• WRITTEN TASK
Pick out every line of the records below that contains the string "wooden", and copy each one. Case counts.

— start ROWS —

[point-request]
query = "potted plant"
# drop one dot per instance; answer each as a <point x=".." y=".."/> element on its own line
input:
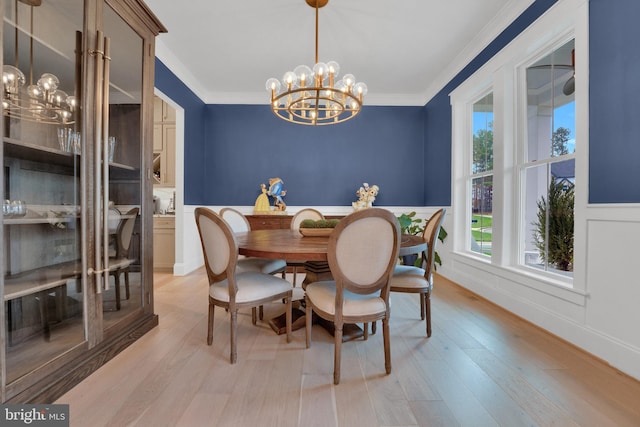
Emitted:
<point x="410" y="224"/>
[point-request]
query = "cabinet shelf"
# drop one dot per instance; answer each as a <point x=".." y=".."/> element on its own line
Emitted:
<point x="43" y="220"/>
<point x="40" y="280"/>
<point x="39" y="153"/>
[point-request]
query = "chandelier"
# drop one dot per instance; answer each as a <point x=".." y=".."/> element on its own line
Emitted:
<point x="313" y="96"/>
<point x="41" y="102"/>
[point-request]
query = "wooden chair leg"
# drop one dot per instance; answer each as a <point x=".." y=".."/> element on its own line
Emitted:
<point x="288" y="317"/>
<point x="337" y="352"/>
<point x="387" y="345"/>
<point x="210" y="329"/>
<point x="308" y="315"/>
<point x="234" y="328"/>
<point x="126" y="284"/>
<point x="428" y="312"/>
<point x="117" y="285"/>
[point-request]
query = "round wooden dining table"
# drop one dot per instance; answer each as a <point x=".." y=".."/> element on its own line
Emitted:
<point x="290" y="245"/>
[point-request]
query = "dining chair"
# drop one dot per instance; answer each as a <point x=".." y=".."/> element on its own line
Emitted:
<point x="362" y="252"/>
<point x="119" y="263"/>
<point x="301" y="215"/>
<point x="229" y="288"/>
<point x="411" y="279"/>
<point x="239" y="224"/>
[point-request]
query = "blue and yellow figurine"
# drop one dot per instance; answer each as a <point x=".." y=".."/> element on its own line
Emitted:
<point x="262" y="202"/>
<point x="277" y="191"/>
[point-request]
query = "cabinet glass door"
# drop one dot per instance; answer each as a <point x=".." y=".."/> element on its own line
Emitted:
<point x="42" y="149"/>
<point x="123" y="149"/>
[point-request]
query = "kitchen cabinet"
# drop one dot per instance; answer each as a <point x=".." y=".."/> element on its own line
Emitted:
<point x="164" y="247"/>
<point x="164" y="144"/>
<point x="67" y="190"/>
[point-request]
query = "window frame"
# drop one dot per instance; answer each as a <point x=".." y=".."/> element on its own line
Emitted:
<point x="503" y="74"/>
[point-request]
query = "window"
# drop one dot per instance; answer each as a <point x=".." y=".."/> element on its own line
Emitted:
<point x="519" y="160"/>
<point x="481" y="176"/>
<point x="547" y="166"/>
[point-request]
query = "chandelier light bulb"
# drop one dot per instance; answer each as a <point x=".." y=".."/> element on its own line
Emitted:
<point x="273" y="85"/>
<point x="48" y="82"/>
<point x="289" y="79"/>
<point x="333" y="68"/>
<point x="34" y="91"/>
<point x="360" y="89"/>
<point x="304" y="75"/>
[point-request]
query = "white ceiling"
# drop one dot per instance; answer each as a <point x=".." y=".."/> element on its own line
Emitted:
<point x="404" y="50"/>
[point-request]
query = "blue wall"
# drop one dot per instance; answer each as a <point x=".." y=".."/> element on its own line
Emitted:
<point x="405" y="150"/>
<point x="614" y="101"/>
<point x="320" y="165"/>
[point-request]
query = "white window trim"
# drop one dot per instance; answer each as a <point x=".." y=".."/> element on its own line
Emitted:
<point x="566" y="20"/>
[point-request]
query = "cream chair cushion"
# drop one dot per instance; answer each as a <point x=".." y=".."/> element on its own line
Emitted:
<point x="251" y="286"/>
<point x="323" y="295"/>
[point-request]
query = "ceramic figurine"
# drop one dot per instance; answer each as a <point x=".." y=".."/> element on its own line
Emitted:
<point x="262" y="202"/>
<point x="366" y="196"/>
<point x="277" y="191"/>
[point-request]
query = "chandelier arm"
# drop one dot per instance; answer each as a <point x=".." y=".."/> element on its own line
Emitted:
<point x="16" y="43"/>
<point x="316" y="32"/>
<point x="31" y="47"/>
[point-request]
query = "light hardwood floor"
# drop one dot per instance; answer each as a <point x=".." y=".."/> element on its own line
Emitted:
<point x="481" y="367"/>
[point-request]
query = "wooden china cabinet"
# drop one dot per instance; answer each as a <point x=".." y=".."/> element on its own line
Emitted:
<point x="77" y="128"/>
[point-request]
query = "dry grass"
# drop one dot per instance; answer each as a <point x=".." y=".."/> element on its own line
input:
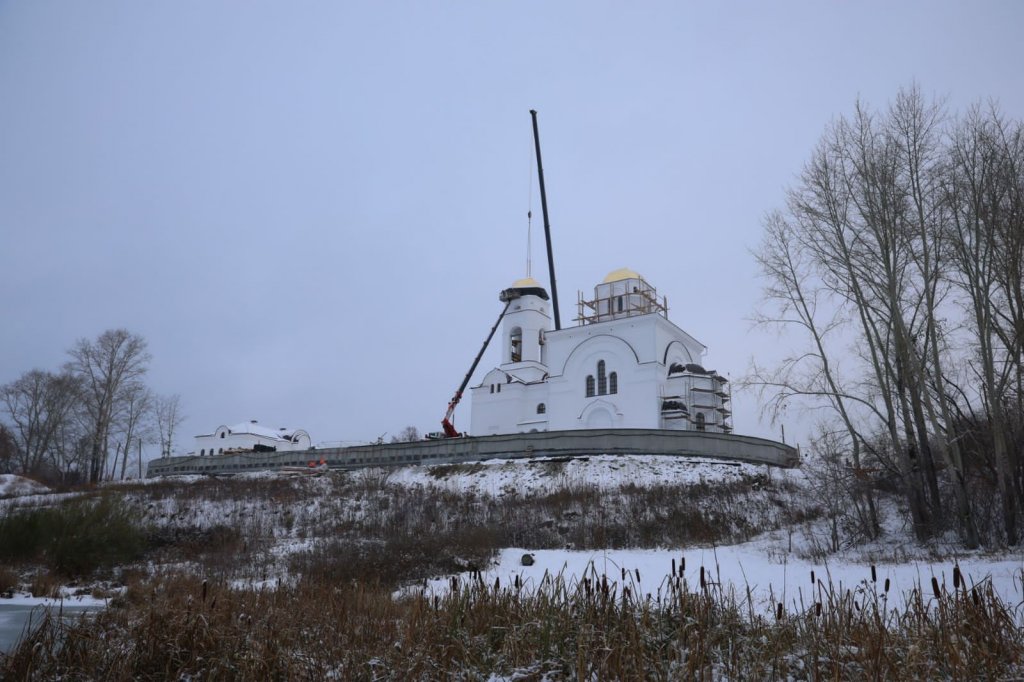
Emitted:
<point x="183" y="628"/>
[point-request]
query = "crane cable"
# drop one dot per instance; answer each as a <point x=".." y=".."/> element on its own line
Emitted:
<point x="529" y="220"/>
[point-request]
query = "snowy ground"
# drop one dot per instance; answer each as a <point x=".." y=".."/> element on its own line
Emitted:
<point x="749" y="568"/>
<point x="603" y="471"/>
<point x="15" y="486"/>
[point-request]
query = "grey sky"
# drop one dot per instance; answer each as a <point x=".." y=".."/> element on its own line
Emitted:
<point x="308" y="209"/>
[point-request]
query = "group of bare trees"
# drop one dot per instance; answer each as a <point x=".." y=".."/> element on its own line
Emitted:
<point x="84" y="422"/>
<point x="898" y="262"/>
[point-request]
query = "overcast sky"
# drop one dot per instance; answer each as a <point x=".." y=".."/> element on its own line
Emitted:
<point x="308" y="209"/>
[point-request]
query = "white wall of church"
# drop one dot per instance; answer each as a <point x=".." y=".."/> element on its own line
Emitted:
<point x="636" y="351"/>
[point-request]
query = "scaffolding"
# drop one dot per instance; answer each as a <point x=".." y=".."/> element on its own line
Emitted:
<point x="624" y="298"/>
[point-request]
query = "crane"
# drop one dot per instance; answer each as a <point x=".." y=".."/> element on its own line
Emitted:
<point x="507" y="296"/>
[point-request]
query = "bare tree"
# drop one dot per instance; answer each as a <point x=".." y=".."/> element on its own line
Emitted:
<point x="38" y="405"/>
<point x="167" y="411"/>
<point x="105" y="367"/>
<point x="8" y="450"/>
<point x="798" y="299"/>
<point x="983" y="192"/>
<point x="133" y="421"/>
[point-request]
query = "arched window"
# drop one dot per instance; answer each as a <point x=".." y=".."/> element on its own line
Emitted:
<point x="515" y="345"/>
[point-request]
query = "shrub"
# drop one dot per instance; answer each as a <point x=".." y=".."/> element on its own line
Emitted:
<point x="75" y="538"/>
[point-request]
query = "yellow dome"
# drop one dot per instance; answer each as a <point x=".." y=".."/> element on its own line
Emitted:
<point x="622" y="273"/>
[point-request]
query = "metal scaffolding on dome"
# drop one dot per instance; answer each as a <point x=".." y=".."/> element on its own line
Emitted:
<point x="621" y="298"/>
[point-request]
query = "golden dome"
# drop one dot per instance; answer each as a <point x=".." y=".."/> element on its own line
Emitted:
<point x="622" y="273"/>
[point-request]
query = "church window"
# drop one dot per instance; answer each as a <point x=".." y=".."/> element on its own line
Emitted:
<point x="515" y="345"/>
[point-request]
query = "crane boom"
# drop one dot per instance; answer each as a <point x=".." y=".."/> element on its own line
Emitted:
<point x="507" y="296"/>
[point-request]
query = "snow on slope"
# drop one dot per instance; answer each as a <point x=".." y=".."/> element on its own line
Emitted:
<point x="15" y="486"/>
<point x="604" y="471"/>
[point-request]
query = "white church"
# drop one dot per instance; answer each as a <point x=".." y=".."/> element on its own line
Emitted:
<point x="624" y="366"/>
<point x="251" y="436"/>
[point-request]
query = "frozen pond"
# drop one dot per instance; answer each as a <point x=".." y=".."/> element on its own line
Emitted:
<point x="16" y="614"/>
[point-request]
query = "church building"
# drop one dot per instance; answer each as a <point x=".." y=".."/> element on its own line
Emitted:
<point x="624" y="366"/>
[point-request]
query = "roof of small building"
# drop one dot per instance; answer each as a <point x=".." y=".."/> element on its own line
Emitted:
<point x="622" y="273"/>
<point x="254" y="428"/>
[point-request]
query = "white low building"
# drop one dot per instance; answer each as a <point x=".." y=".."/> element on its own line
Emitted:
<point x="624" y="366"/>
<point x="251" y="436"/>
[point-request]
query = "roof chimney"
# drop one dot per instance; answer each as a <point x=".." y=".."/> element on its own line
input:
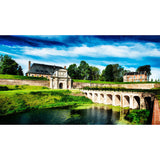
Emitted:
<point x="29" y="65"/>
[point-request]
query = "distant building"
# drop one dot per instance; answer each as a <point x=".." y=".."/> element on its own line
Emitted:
<point x="58" y="76"/>
<point x="135" y="77"/>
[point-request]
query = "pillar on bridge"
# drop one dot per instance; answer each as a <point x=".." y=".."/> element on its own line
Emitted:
<point x="105" y="98"/>
<point x="142" y="103"/>
<point x="99" y="98"/>
<point x="93" y="96"/>
<point x="113" y="100"/>
<point x="131" y="102"/>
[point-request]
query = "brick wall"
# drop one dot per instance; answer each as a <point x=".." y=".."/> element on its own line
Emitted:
<point x="133" y="86"/>
<point x="24" y="82"/>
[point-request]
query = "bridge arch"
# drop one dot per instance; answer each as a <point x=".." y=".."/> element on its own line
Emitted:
<point x="117" y="100"/>
<point x="148" y="102"/>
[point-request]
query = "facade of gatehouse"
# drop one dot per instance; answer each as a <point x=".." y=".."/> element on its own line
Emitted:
<point x="58" y="76"/>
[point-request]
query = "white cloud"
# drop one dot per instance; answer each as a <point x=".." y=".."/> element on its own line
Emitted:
<point x="129" y="50"/>
<point x="155" y="73"/>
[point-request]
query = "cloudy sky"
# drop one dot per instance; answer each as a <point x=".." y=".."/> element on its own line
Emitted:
<point x="128" y="51"/>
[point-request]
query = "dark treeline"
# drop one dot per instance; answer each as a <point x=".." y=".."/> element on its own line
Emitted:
<point x="9" y="66"/>
<point x="112" y="72"/>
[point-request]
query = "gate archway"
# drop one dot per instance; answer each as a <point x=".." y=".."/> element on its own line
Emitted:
<point x="60" y="85"/>
<point x="136" y="102"/>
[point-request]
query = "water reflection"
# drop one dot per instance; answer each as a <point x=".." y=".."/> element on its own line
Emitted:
<point x="64" y="116"/>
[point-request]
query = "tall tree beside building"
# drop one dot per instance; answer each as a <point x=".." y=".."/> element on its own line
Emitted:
<point x="112" y="72"/>
<point x="94" y="73"/>
<point x="84" y="70"/>
<point x="117" y="73"/>
<point x="146" y="68"/>
<point x="73" y="71"/>
<point x="9" y="66"/>
<point x="107" y="73"/>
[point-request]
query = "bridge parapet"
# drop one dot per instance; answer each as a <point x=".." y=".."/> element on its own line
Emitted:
<point x="134" y="100"/>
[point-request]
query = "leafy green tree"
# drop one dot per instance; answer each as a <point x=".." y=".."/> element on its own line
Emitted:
<point x="94" y="73"/>
<point x="107" y="73"/>
<point x="84" y="70"/>
<point x="19" y="70"/>
<point x="9" y="66"/>
<point x="73" y="71"/>
<point x="146" y="68"/>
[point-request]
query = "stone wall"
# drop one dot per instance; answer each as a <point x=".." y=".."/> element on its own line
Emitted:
<point x="133" y="86"/>
<point x="24" y="82"/>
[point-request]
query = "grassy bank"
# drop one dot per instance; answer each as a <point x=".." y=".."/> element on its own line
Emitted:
<point x="7" y="76"/>
<point x="15" y="101"/>
<point x="21" y="87"/>
<point x="106" y="82"/>
<point x="154" y="90"/>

— end ROWS —

• ANSWER IN FULL
query = "wooden chair leg"
query = "round wooden dining table"
query = "wooden china cabinet"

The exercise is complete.